**Exercises to complete:**
1. List every work cited in the passage on AI-guided plant stem cell culturing, with its year.
2. In the passage on AI-guided plant stem cell culturing, quote the text word for word, beginning at the words "Supervised ML models" and stopping after "2023; Kernbach 2024).".
3. Extend the passage on AI-guided plant stem cell culturing, picking up after its last sentence.

**Given passage:**
▽

Future Perspectives : AI-Guided Optimization of Natural Product Biosynthesis in Plant Stem Cell Culturing for Industrial Applications

Natural products are considered to serve as essential materials in pharmaceuticals, pigments, agriculture, and fragrances/cosmetics, and the heightened demand for environmentally sustainable alternatives is expected to potentially drive the steady growth of the plant-derived compounds sector. Despite this, conventional farming methods may be constrained by environmental uncertainty, suboptimal metabolite yields, and the challenges associated with purifying active constituents from heterogeneous biomass. As a viable solution, plant cell culturing—particularly cambial meristematic cell (CMC) culturing—could offer advantages under well-controlled environments, potentially enabling accelerated proliferation rates, genetic consistency, and more uniform productivity (Daniell et al. 2001), with improved yields having been reported for ginsenosides in Panax ginseng and additional bioactive compounds in Taxus and Ginkgo. However, the transition to industrial application appears to remain hindered by high physicochemical sensitivity, limited availability of universal molecular markers, and operational stability challenges; therefore, additional studies focusing long-term culture management, scalable bioprocess engineering, and robust diagnostic standardization may be required.

Within this framework, the implementation of sensor technologies, AI, and closed-loop control is increasingly regarded as a highly effective approach for advancing plant stem cell culture. AI-based non-invasive monitoring could enhance the reliability and reproducibility of CMC-based platforms (Wu et al. 2025). Multisensor arrays operating in real-time—hyperspectral, pH/DO, Raman—can be used to monitor physiological conditions throughout cultivation. Spectral data may also enable predictions of metabolite concentrations, such as rosmarinic acid, without necessitating destructive assays (Yoon et al. 2024; Jakovljević et al. 2025).

Supervised ML models (e.g., SVMs, CNNs, random forests) trained on sensor inputs have the potential to provide accurate classification of stem cell states and reasonably reliable predictions of metabolite yields. When incorporated into feedback control, these models could facilitate the real-time modulation modulation of hormone administration and agitation rates; correspondingly, AI-based biofeedback in vertical farming has been suggested to contribute to continuous optimization with reduced manual input (Bethge et al. 2023; Kernbach 2024).

△

**Record set:**
▽

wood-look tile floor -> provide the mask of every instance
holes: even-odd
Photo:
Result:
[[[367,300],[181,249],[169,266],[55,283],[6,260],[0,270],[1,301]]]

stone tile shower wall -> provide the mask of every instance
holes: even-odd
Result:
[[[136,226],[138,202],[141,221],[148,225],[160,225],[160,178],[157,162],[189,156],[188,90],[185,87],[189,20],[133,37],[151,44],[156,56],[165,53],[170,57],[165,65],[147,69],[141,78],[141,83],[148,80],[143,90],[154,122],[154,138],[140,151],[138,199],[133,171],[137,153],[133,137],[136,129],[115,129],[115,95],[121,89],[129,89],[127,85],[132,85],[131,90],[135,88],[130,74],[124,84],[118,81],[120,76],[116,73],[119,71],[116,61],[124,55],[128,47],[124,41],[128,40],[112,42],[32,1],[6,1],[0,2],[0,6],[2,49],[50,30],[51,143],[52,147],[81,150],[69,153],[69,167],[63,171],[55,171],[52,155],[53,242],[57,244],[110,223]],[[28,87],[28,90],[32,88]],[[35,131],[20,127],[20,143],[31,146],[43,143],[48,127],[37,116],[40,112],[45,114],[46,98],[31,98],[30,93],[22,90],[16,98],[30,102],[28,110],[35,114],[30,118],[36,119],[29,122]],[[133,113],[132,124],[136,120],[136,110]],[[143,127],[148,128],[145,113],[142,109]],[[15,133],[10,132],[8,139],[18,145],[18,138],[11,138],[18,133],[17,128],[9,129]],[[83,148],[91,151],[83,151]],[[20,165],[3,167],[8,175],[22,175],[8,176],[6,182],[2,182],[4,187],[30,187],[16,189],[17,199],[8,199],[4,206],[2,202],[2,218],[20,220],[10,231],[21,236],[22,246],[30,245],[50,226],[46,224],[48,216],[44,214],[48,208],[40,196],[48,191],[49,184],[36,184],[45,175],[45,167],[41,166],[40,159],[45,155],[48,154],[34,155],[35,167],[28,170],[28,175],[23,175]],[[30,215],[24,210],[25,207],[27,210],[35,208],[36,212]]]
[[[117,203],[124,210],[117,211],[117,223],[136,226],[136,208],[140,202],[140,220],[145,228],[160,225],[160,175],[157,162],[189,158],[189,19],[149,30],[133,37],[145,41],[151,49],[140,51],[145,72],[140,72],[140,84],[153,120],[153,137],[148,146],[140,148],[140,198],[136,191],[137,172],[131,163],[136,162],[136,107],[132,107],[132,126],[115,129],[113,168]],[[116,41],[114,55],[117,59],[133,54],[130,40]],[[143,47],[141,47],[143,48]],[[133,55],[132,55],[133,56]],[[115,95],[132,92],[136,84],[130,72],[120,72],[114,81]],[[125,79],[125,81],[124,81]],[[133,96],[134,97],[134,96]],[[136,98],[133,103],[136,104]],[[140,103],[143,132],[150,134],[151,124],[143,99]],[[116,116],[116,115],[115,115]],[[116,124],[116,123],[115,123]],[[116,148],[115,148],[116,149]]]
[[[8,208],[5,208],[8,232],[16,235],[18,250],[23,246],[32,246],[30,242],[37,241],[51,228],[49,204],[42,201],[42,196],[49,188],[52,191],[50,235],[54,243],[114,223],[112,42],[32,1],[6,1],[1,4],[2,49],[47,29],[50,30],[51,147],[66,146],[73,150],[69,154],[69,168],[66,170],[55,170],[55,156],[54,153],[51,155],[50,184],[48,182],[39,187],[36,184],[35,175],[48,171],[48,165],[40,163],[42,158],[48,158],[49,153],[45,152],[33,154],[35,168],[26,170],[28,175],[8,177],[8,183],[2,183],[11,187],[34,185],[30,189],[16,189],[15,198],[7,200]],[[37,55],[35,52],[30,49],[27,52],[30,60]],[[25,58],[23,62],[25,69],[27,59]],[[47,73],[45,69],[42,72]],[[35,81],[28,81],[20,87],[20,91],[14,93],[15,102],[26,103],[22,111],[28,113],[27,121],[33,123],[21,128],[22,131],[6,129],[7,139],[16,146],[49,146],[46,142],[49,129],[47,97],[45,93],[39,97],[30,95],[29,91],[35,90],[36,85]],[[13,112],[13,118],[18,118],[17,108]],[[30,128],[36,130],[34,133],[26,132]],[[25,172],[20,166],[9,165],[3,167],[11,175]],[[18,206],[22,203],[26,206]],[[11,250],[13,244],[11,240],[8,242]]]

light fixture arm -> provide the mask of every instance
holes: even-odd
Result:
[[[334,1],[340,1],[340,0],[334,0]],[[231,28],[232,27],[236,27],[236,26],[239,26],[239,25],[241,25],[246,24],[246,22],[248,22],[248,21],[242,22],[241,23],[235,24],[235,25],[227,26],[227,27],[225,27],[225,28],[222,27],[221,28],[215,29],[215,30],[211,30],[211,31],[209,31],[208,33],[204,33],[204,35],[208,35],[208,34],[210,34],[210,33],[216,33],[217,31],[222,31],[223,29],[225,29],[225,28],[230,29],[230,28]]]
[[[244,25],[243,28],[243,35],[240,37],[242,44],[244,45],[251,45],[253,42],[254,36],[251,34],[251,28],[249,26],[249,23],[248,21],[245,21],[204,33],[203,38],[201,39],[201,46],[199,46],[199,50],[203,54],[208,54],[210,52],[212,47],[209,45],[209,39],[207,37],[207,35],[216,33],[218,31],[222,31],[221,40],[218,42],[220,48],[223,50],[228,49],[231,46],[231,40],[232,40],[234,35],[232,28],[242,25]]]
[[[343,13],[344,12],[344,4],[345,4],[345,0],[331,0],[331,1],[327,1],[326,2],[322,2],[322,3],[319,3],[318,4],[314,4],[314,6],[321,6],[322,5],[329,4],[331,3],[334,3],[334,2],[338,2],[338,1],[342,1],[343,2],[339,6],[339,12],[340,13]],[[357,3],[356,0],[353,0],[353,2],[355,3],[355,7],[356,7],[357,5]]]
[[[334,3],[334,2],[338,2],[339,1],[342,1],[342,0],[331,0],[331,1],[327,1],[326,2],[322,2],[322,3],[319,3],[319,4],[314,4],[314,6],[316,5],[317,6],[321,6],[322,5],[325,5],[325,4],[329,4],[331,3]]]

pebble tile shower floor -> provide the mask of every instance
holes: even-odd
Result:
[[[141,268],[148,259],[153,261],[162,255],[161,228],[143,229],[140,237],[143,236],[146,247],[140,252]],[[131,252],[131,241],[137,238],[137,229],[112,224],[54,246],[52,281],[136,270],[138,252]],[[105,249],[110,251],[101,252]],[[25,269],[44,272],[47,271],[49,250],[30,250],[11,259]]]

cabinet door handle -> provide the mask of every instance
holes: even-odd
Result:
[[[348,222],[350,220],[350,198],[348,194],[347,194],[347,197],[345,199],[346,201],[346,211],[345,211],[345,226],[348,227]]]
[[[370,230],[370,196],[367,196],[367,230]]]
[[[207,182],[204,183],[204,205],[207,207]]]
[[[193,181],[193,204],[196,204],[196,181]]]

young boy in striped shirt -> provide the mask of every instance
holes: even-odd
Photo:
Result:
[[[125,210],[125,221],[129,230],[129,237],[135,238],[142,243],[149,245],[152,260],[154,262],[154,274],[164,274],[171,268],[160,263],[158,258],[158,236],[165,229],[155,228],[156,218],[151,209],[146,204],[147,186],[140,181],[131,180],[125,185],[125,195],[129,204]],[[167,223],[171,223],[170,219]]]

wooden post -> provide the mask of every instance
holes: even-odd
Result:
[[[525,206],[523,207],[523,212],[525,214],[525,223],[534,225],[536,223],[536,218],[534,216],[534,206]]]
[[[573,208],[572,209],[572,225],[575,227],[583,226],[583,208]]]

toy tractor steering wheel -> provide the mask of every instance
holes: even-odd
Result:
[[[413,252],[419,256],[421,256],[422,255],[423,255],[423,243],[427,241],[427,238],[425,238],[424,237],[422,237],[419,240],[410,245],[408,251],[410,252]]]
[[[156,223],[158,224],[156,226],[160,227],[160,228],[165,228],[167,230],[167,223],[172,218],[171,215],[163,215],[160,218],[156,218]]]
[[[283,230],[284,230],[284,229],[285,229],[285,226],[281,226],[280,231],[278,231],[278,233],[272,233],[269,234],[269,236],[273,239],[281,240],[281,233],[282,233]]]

△

**Written responses:**
1.
Daniell et al. 2001
Wu et al. 2025
Yoon et al. 2024
Jakovljević et al. 2025
Bethge et al. 2023
Kernbach 2024

2.
Supervised ML models (e.g., SVMs, CNNs, random forests) trained on sensor inputs have the potential to provide accurate classification of stem cell states and reasonably reliable predictions of metabolite yields. When incorporated into feedback control, these models could facilitate the real-time modulation modulation of hormone administration and agitation rates; correspondingly, AI-based biofeedback in vertical farming has been suggested to contribute to continuous optimization with reduced manual input (Bethge et al. 2023; Kernbach 2024).

3.
AI-driven platforms are expected to show considerable promise in expediting the synthesis of bioactive compounds from native Korean plants. The integration of their unique phytochemical characteristics with CMC-based systems and AI-optimized processes may represent a compelling strategy for the biosynthesis of high-value natural products. Nevertheless, achieving generalizability across species and environments will likely require the development of multi-species training datasets and the adoption of standardized sensor methodologies; additionally, effectively mitigating sensor noise, condensation, and calibration drift, as well as addressing data scarcity/overfitting, is expected to remain critical to ensuring robust, long-term system performance (Bethge et al. 2023; Wu et al. 2025).

Conclusion

CMCs and calli with stem cell-like features serve as scalable, sustainable platforms that surpass DDCs in terms of homogeneity, reduced aggregation, shear tolerance, and yields. Building upon our research involving Artemisia capillaris, Ixeridium dentatum, and Perilla frutescens, we developed a four-step workflow—induction, verification, suspension-culture optimization, and LC–MS/MS quantification—which was validated across these three native species. The integration of single-cell/spatial omics technologies with AI (real-time monitoring, digital twins) is accelerating the translation to industrial applications. Looking forward, robust stemness markers, AI with cross-species generalizability, and stable bioreactor operation will be essential, empowering AI-enabled biofactories to achieve the reliable large-scale production of high-value natural products.